== Task instructions ==
Below are the entries; set down each of them exactly.

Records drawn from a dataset
=== Begin Enclosure ===

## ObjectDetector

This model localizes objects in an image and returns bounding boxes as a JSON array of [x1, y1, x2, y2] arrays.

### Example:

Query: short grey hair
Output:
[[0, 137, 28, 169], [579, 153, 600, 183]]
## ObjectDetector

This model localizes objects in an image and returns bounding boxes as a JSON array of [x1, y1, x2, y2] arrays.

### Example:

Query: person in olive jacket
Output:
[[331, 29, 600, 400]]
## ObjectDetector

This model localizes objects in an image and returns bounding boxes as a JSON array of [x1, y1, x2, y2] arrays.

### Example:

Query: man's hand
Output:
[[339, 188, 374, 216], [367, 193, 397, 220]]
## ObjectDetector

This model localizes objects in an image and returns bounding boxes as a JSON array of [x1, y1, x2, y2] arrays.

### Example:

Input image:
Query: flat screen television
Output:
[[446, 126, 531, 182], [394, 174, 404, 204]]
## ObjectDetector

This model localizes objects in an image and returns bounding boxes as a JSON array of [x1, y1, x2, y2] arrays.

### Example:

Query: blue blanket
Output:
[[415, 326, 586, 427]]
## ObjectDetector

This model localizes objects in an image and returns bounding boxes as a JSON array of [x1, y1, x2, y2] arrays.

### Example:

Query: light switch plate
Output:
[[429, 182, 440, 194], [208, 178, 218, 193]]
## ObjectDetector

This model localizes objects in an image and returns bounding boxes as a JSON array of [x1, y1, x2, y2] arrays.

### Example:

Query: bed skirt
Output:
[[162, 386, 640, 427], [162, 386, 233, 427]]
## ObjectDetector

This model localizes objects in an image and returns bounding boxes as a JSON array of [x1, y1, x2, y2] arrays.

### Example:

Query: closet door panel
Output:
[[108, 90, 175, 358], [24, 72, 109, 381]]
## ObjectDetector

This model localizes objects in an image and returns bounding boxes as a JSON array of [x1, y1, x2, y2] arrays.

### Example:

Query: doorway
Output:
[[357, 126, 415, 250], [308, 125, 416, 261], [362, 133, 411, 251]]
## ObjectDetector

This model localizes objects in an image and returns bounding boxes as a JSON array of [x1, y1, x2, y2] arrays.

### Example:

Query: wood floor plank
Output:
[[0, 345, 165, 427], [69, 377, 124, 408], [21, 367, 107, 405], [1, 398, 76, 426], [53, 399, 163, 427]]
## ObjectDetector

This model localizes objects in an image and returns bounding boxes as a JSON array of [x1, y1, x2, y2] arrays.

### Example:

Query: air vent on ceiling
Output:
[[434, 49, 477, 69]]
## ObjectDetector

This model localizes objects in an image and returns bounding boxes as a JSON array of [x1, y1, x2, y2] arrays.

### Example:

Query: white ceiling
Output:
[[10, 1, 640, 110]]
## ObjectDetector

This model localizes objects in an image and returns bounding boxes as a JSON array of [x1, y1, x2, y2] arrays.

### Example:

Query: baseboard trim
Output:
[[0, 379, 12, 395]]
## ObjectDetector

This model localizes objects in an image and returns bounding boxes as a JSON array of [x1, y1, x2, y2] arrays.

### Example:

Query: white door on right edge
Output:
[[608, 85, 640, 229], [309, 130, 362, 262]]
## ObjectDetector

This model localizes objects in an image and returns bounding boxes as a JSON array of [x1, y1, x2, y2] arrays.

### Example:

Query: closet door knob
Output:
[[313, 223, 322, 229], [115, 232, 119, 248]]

=== End Enclosure ===

== Reply to the task ==
## ObjectDetector

This model localizes objects in an image and returns bounding boxes as a JSON array of [x1, y1, x2, y2] arrays.

### Example:

Query: short grey hair
Output:
[[0, 137, 28, 169], [579, 153, 600, 183]]
## ObjectDetector

This model localizes objects in an image and returns bounding boxes as a JSON array of [x1, y1, x2, y2] arrays.

### Example:

Query: person in olive jacket
Output:
[[331, 29, 600, 400]]
## ObjectDetector

This model localizes objects in an image and returns bounding boxes as a JSON array of [x1, y1, x2, y2] arrays.

### Example:

Query: man's hand
Output:
[[339, 188, 374, 216], [367, 193, 397, 220]]
## ObjectDetector

This model localizes objects in an image and returns bounding boxes as a JSON array of [x1, y1, x2, y2] arrays.

### Example:

Input image:
Query: flat screen television
Output:
[[446, 126, 531, 182], [394, 174, 404, 204]]
## ObjectDetector

This model localizes objects in an image and returns bounding boxes as a JSON array of [x1, y1, x2, y2] arrays.

### Example:

Query: blue blanket
Output:
[[415, 326, 586, 427]]
## ObjectDetector

This model localizes objects in an image and returns bounding boxes as a JSON array of [x1, y1, x2, y2] arrays.

### Example:

Query: light switch plate
Output:
[[429, 182, 440, 194], [208, 178, 218, 193]]
## ObjectDetector

This model localizes objects in an image and returns bounding boxes as a JSON array of [x1, y1, x2, y2] arrays.

### Example:

Query: bed skirt
Output:
[[162, 386, 640, 427], [162, 386, 233, 427]]
## ObjectDetector

This model localizes objects in an image and returns bounding boxes as a JSON array of [x1, y1, x2, y2] arrays.

### Example:

Query: closet door panel
Output:
[[108, 90, 175, 358], [24, 72, 109, 381]]
## ObjectDetector

This model localizes objects in an image and returns bounding boxes as a JSON array of [x1, y1, x2, y2] arrays.

### Example:

Query: doorway
Output:
[[357, 126, 415, 250], [308, 125, 416, 261], [362, 133, 411, 251]]
## ObjectDetector

This model localizes objects in an image and returns bounding boxes as a JSON array of [x1, y1, x2, y2] arrays.

### Example:

Query: wood floor plank
Output:
[[0, 345, 165, 427], [69, 377, 124, 408], [21, 367, 107, 405], [1, 398, 76, 426], [53, 399, 163, 427]]
## ObjectDetector

This model localizes objects in an image and returns bounding boxes as a JSON array of [x1, y1, x2, y2] arrays.

### Example:

Query: air vent on ceiling
Output:
[[434, 49, 477, 69]]
## ObjectDetector

This model localizes objects in an image and returns bounding boxes as a JSON array of [x1, y1, x2, y2] arrays.

### Example:

Query: white ceiling
Output:
[[10, 1, 640, 110]]
## ObjectDetector

This model localizes objects in an image and returns bounding boxes as a JSON array of [x1, y1, x2, y2] arrays.

### Example:

Query: baseboard trim
Output:
[[0, 379, 12, 395]]
## ObjectDetector

This model localizes objects in an image and returns bounding boxes as a JSON array of [x1, y1, x2, y2] arrays.

### Example:

Query: white door on right edge
Output:
[[608, 85, 640, 229], [309, 130, 362, 262]]
## ObjectDetector

This model localizes objects in an image and returns bounding boxes as a JSON array of [x1, y1, x2, y2] arrays.

### Example:

Query: closet door knob
Output:
[[313, 223, 322, 229], [115, 232, 119, 248]]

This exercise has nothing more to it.